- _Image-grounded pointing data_
++++++++++
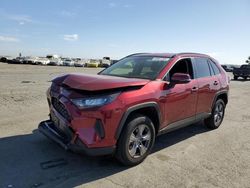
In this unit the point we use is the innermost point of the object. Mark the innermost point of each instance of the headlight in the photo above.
(94, 101)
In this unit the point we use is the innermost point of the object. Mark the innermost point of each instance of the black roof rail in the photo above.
(184, 53)
(136, 54)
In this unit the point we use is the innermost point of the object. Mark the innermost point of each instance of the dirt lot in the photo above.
(190, 157)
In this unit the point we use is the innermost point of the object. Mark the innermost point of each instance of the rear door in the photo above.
(208, 85)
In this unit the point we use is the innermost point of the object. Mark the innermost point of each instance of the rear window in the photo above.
(202, 68)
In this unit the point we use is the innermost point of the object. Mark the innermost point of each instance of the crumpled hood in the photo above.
(97, 82)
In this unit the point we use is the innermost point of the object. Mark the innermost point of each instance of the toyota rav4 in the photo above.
(121, 110)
++++++++++
- _TASK DESCRIPTION_
After removing the pictures, repeat the remaining records exactly.

- _ANSWER TO THIS PROBLEM_
In this unit the point we use is the innermost point of the object. Mark the innermost point of each instance of the headlight in the photo above.
(94, 101)
In this unit the point we use is the innermost point of the object. Mark the innermost point of each instance of the black roof rail in the photo above.
(184, 53)
(136, 54)
In this unit the point we use is the innermost point of the object. Mark the innermost point of each instance of the dirt lot in the photo above.
(190, 157)
In this unit the point we use is the innermost point of the object. Mark the innermost point of each instance of the rear door in the photo above.
(208, 85)
In this unit the point we use is the innermost point of the object. Mark the innermost point of each instance of the rear window in the photo above.
(202, 68)
In this unit the point we use is the innermost point of the object. Mark the innermost point of each instance of the crumpled hood in the photo above.
(97, 82)
In this unit the point we use is the innermost point of the object. Mark the innermost point of each instance of the toyota rav4 in the photo above.
(121, 110)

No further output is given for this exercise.